### Task inputs
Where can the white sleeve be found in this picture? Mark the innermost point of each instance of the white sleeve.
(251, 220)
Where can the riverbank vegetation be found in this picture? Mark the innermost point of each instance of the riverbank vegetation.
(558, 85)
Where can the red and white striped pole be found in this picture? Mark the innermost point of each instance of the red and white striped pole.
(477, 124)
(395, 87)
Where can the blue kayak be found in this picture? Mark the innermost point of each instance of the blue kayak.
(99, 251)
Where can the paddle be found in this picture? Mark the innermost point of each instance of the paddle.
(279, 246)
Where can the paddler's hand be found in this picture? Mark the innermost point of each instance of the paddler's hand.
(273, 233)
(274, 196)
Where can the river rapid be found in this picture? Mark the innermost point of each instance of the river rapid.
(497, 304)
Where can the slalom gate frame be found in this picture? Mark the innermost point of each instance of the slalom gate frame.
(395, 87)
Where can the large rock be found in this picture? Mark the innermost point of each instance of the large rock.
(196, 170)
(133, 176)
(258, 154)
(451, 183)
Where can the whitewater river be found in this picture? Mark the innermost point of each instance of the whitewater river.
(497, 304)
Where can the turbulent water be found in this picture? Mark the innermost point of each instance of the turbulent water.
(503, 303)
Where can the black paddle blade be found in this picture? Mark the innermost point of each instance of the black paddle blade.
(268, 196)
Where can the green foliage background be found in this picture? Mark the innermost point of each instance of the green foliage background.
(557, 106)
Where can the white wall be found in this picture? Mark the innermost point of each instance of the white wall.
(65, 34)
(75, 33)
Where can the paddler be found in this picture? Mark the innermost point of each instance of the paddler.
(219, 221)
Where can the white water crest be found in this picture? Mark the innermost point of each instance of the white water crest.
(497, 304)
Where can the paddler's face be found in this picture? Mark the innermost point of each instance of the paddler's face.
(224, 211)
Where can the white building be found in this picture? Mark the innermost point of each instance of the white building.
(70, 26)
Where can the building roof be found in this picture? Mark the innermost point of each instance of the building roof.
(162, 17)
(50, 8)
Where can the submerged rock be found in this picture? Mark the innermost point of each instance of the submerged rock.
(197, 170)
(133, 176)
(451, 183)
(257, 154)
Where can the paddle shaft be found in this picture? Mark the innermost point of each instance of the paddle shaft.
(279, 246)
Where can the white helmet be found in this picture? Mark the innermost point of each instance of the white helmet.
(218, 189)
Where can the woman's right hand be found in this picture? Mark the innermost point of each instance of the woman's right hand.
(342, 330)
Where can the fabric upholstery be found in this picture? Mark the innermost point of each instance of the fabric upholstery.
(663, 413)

### Exercise details
Transcribe all entries word for word.

### Task answer
Where can the white sleeve be found in this picture? Mark the innermost point of each instance of the white sleeve.
(251, 220)
Where can the riverbank vegetation be found in this picture? Mark the innermost point of each instance of the riverbank vegetation.
(558, 85)
Where can the red and white striped pole be found in this picture? Mark the innermost point of each instance of the red and white striped pole.
(477, 124)
(395, 87)
Where can the blue kayak be found in this picture? Mark the innermost point of each instance of the blue kayak.
(99, 251)
Where can the paddle be found in this picture? Mark the innermost point of each instance of the paddle.
(279, 246)
Where can the paddler's hand be found in this picture? Mark the innermost point of each instance of the paddler's hand.
(273, 233)
(274, 196)
Where can the river rapid be found in this picture? Mark the innermost point of each instance of the river rapid.
(497, 304)
Where can the slalom gate frame be found in this picture? Mark the innermost point of each instance of the slalom gate frame.
(395, 87)
Where can the large rock be found in this picture? Mark the innermost point of each instance of the large rock.
(196, 170)
(133, 176)
(258, 154)
(451, 183)
Where can the whitewater river be found in this picture? Mark the innermost point of each instance of the whitewater river.
(497, 304)
Where can the turbulent water be found in this picture? Mark the innermost point of each instance of the turbulent water.
(503, 303)
Where can the black paddle blade be found in this picture? Mark the innermost point of each instance of the black paddle blade.
(268, 196)
Where can the green foliage background be found in this picture? Mark the innermost point of each instance of the green foliage background.
(557, 106)
Where can the white wall be found in this picture? Mark the innermost point of each instance of the white wall.
(65, 34)
(75, 33)
Where can the paddler be found in this picture? Mark the innermost point of each instance of the paddler.
(219, 221)
Where can the white water crest be found in this picture? Mark the innermost point of each instance of the white water crest.
(497, 304)
Where can the paddler's face be found in this picture? Mark the innermost point of each instance of the paddler's face.
(224, 211)
Where can the white building be found in this picture? Mark the innermost point of each instance of the white building.
(70, 26)
Where can the building roof be found in this picture? Mark the innermost point of each instance of the building roof.
(162, 17)
(50, 8)
Where can the submerged rock be found in this picture? Mark the innermost point of each instance of the submerged rock.
(197, 170)
(133, 176)
(451, 183)
(257, 154)
Where can the paddle shaft be found in this picture? Mark the innermost point of each instance of the paddle shaft.
(279, 246)
Where can the white helmet be found in this picture? Mark the innermost point of each instance of the white helmet.
(218, 189)
Where can the woman's right hand be found in this picture? Mark the innermost point of each instance of the woman's right hand.
(342, 330)
Where can the fabric upholstery be found in this picture? Mark the innermost point of each instance of the fabric upholstery.
(663, 413)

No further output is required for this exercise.